**Exercise instructions**
If a line in the listing below includes the word "every", pick it out.

**Extracted records**
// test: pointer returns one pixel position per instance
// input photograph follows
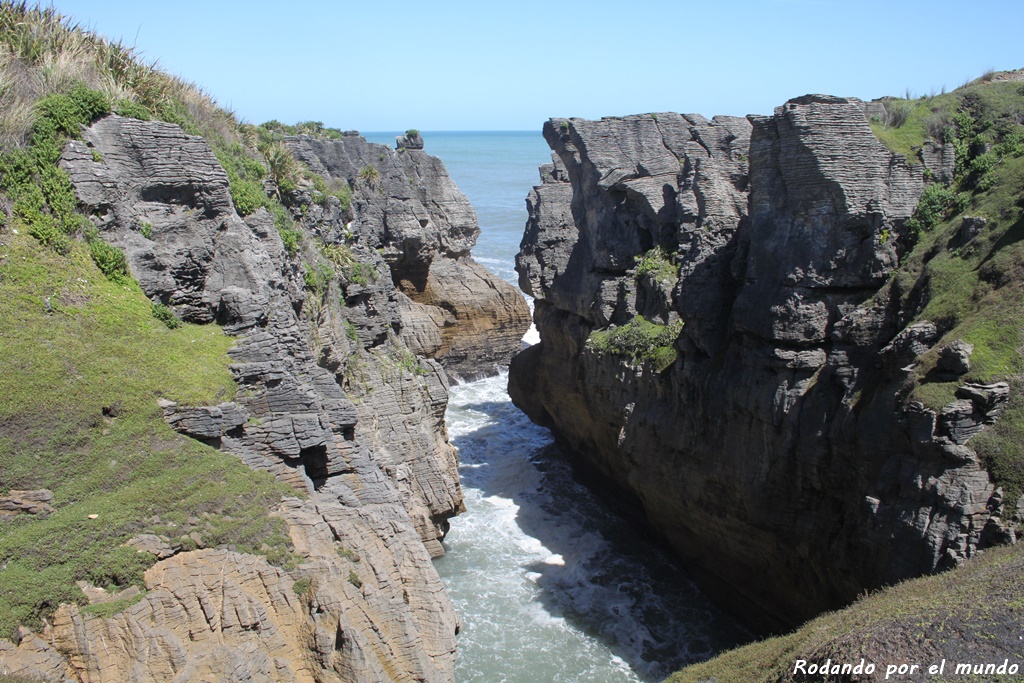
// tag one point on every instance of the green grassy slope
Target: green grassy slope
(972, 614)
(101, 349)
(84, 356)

--

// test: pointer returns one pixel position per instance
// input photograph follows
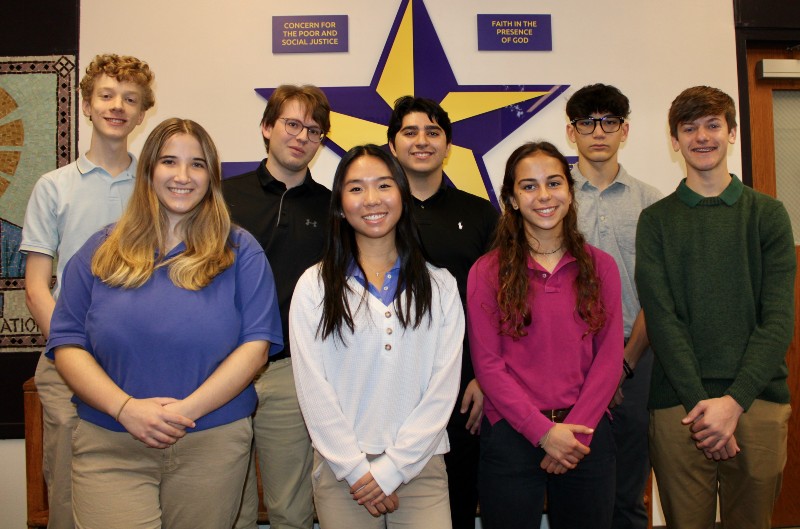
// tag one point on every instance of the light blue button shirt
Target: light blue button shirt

**Answer to this exercise**
// tag one point on every instance of the green grassy slope
// tag one point on every instance of the light blue button shirt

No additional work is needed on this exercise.